┌─ TASK INPUT

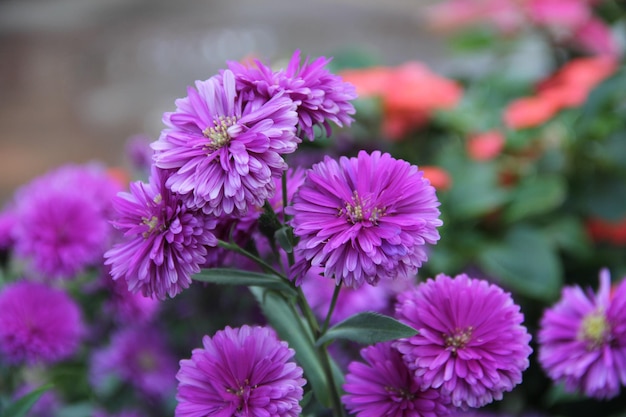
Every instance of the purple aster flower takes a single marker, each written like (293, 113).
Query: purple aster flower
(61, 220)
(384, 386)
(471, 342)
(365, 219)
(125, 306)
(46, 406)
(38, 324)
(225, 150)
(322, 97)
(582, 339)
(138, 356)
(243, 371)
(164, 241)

└─

▶ **TASK PROMPT**: Could you reproduce every record above exactly, leaving out any pictures?

▶ **SOLUTION TO THIS TASK**:
Every instance of the purple aster flower takes a single marker, each written like (293, 113).
Query: purple aster flower
(61, 220)
(384, 386)
(471, 342)
(365, 219)
(125, 306)
(46, 406)
(38, 324)
(225, 150)
(322, 97)
(582, 339)
(138, 356)
(243, 371)
(164, 241)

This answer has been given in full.